## Begin
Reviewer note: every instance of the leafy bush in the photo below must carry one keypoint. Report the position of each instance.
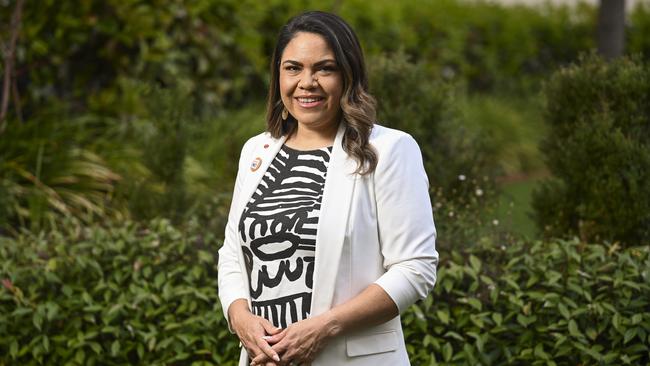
(134, 294)
(220, 49)
(48, 171)
(545, 303)
(459, 163)
(598, 148)
(118, 296)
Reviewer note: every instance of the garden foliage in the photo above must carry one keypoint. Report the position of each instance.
(85, 54)
(598, 149)
(147, 294)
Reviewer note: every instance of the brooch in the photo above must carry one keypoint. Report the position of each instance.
(256, 164)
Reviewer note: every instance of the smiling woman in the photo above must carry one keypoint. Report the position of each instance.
(330, 233)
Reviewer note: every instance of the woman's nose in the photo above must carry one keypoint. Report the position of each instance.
(308, 81)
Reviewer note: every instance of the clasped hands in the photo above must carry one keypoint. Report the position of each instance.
(298, 344)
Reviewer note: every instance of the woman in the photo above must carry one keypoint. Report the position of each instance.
(330, 233)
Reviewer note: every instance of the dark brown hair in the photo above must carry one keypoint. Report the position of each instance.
(357, 105)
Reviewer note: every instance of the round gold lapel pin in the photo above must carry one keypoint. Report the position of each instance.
(256, 164)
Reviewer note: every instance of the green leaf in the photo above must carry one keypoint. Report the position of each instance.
(475, 263)
(564, 311)
(573, 329)
(475, 303)
(526, 320)
(498, 318)
(447, 351)
(115, 348)
(629, 334)
(443, 316)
## End
**Job:**
Rescale the listing above by rewriting all of its lines, including each reviewer note, with every keypoint coordinate multiplied by 1.7 and rounded to the nearest whole number, halves rounded up. Leave the pictures out of your answer.

**Result:**
Reviewer note: every instance of the leafy bush in the photo below must carry one keypoint. Report the position of each instance.
(228, 500)
(374, 83)
(82, 291)
(927, 515)
(780, 277)
(1017, 252)
(201, 503)
Reviewer note: every instance of the garden foliage in the photo above must carry one keypoint. Report the position of each instance.
(145, 92)
(1017, 253)
(250, 500)
Reviewer note: every instance of the brooch in the photo above must carry one keypoint. Report the position of each instance.
(435, 279)
Reviewer note: every instance of the smiling woman in the photo above must carry one keypoint. Report the position of each instance.
(561, 396)
Reviewer note: every instance of the woman's nose in the photo above must carry one keypoint. Report the position of each instance.
(524, 138)
Reviewer note: every instance of the clasped hands in the photo above must carry one keypoint. Report the position of each instance.
(507, 585)
Reviewer note: every instance of the woman in the photo above must carry one keypoint. Report the position of each instance.
(561, 396)
Reviewer note: every instance of the dark brown hair in the photo above must carry one keypoint. Report the position of each instance.
(607, 179)
Reviewer note: every instance of the round gold lapel pin in the photo above must carry one keypoint. Report the position of each instance.
(435, 279)
Reviewer note: every instance of the green leaf in the photo above must carry one keypoint. Report the position of each instance.
(808, 447)
(959, 529)
(974, 559)
(808, 515)
(894, 544)
(847, 541)
(760, 597)
(196, 592)
(1069, 568)
(753, 537)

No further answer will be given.